# AIM
Could every line of the data be printed exactly as it reads?

# Items listed in a dataset
■ ■ ■

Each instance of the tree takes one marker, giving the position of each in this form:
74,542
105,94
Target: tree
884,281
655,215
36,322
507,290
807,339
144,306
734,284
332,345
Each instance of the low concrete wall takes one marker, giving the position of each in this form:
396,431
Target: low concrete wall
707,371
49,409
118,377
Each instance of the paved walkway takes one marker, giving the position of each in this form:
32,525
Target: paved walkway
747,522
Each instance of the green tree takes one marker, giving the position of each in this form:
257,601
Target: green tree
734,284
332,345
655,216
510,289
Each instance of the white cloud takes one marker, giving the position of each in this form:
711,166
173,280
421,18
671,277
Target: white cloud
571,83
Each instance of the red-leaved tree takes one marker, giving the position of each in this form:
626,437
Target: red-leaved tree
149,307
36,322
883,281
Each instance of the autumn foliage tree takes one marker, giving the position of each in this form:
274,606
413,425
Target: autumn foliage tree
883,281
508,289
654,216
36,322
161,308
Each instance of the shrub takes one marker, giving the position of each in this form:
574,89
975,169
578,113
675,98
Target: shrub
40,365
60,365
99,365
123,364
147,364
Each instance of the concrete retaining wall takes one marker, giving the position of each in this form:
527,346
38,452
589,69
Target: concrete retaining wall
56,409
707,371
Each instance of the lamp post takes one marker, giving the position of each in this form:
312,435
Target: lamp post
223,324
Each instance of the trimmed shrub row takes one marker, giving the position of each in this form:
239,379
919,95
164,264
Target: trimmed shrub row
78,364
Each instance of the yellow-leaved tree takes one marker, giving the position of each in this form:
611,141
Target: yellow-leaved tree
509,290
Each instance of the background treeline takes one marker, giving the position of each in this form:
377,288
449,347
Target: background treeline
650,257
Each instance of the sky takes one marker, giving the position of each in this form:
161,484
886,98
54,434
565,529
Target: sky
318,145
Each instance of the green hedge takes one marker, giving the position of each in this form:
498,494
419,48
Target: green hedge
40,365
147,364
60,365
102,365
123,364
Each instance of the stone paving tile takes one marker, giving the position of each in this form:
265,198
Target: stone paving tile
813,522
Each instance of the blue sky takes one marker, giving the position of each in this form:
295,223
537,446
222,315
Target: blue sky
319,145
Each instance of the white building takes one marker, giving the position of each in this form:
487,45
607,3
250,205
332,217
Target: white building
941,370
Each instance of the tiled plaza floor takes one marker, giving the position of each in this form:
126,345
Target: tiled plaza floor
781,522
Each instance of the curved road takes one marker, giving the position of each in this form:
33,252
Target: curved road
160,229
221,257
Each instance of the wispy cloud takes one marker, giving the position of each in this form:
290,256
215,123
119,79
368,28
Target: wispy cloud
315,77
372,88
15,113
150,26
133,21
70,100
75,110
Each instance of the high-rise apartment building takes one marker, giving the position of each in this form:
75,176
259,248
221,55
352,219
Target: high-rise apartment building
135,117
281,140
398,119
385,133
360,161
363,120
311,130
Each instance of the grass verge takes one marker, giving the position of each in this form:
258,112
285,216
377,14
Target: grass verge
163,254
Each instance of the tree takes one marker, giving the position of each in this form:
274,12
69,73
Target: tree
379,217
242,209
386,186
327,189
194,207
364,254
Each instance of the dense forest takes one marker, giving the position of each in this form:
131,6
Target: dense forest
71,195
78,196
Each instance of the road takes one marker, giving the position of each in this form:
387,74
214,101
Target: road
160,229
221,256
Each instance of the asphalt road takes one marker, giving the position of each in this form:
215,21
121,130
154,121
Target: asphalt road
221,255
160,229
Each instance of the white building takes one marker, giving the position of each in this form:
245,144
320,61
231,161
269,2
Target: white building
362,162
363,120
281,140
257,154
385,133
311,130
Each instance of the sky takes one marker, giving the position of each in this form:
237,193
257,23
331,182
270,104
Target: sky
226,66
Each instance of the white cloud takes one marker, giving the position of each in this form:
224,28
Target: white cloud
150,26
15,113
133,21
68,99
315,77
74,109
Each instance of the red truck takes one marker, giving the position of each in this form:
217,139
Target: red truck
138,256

■ ■ ■

# THE SOLUTION
Each instance of the tree takes one marker, giving the position of each in this form:
74,542
105,94
Target: tree
884,281
655,215
36,322
507,290
807,339
144,306
734,284
332,345
Each instance of the low concrete wall takes one marker, giving the position of each in this form:
396,431
Target: low concrete wall
707,371
49,409
118,377
Each instance of the paved walkway takes one marker, giving the position of each in this form:
32,525
Target: paved walkway
747,522
Each instance of the green tree takes one marker, giving the position of each in this form:
257,601
Target: green tree
734,284
332,345
655,216
510,289
Each instance of the white cloud takes one marker, giving the position of each in this form:
711,166
173,280
421,18
671,277
Target: white cloud
571,83
Each instance of the red-leaved tree takes one marker, giving the position of each in this form:
626,437
Target: red-leaved tree
149,307
36,322
883,281
Each instance of the autumn foliage tree takes one marker, giving the position of each in this form:
274,606
413,425
Target: autumn foliage tree
883,281
508,289
654,216
36,322
161,308
Each instance of the shrub takes one marker, giving the position of each in this form:
574,89
975,169
578,113
675,98
Target: shrub
40,365
60,365
99,365
123,364
147,364
Each instance of the concrete retaining wall takes one marker, giving the position of each in this form:
527,346
38,452
589,69
Target: concrete retaining wall
56,409
707,371
Each instance of the lamp post takes one marker, giving the position of each in this form:
312,435
Target: lamp post
223,324
Each instance of the trimmed shrub row takes one marker, giving the position of each in this form:
239,379
919,95
164,264
Target: trimmed shrub row
78,364
Each instance of the yellow-leaved tree takes one marker, giving the position of each in this form:
611,141
Target: yellow-leaved tree
509,290
Each instance of the background treeline takes one marker, giving the position of each in this form:
377,288
449,347
Target: background treeline
650,257
Each instance of the sky takes one marker, giving the position of each in this form:
161,484
886,98
54,434
565,529
Target: sky
318,145
Each instance of the green hedge takes one marker, giving the position of each in this form:
498,494
419,48
Target: green hedge
40,365
147,364
60,365
102,365
123,364
Each instance of the stone paving tile takes one marker, giving the position of each in this form:
265,198
Target: stone paving tile
813,522
Each instance of the blue sky takes one marker, giving the position of each in this form:
295,223
537,446
222,315
Target: blue sky
319,145
Each instance of the white building takes one marker, giving the position of each in this form:
487,45
607,3
250,205
332,217
Target: white building
941,370
Each instance of the tiled plaza floor takes one marker, giving the position of each in this form:
126,345
Target: tiled plaza floor
781,522
Each instance of the curved road takes one marker, giving the position of each in this form:
33,252
Target: curved road
160,229
221,257
Each instance of the wispy cloud takes one marker, giving the position of each in this form:
290,256
215,123
119,79
368,28
Target: wispy cloud
315,77
372,88
15,113
150,26
133,21
70,100
75,110
Each instance of the high-rise apartment building takes one marker, giving the position of each in this form:
75,176
259,248
221,55
352,219
Target: high-rise apartment building
135,117
281,140
398,119
385,133
360,161
363,120
311,130
Each instance of the grass verge takes one marker, giving the position of each in this form:
258,112
285,216
377,14
Target: grass verge
163,254
Each instance of the tree takes one marker, giving the position of each in this form:
274,12
69,73
Target: tree
379,217
242,209
386,186
327,189
194,207
364,254
Each instance of the dense forest takes one marker, giving the position of each in this form:
131,6
Target: dense forest
71,195
78,196
Each instance of the road takes one marker, giving the position of each in this form:
387,74
214,101
Target: road
160,229
221,256
Each instance of the asphalt road takes one marker, giving the position of each in this form:
215,21
121,130
154,121
Target: asphalt road
221,255
160,229
Each instance of the white building takes one marker, giving the position of each in this form:
245,144
320,61
231,161
269,2
Target: white building
362,162
363,120
281,140
257,154
385,133
311,130
Each instance of the sky takes one marker, giving the position of each in this form:
237,193
257,23
331,182
270,104
Target: sky
226,66
Each instance of the white cloud takes one marker, giving the position of each in this form:
224,28
Target: white cloud
150,26
15,113
133,21
68,99
315,77
74,109
Each instance of the red truck takes one marker, giving the position of each in this form:
217,139
Target: red truck
138,256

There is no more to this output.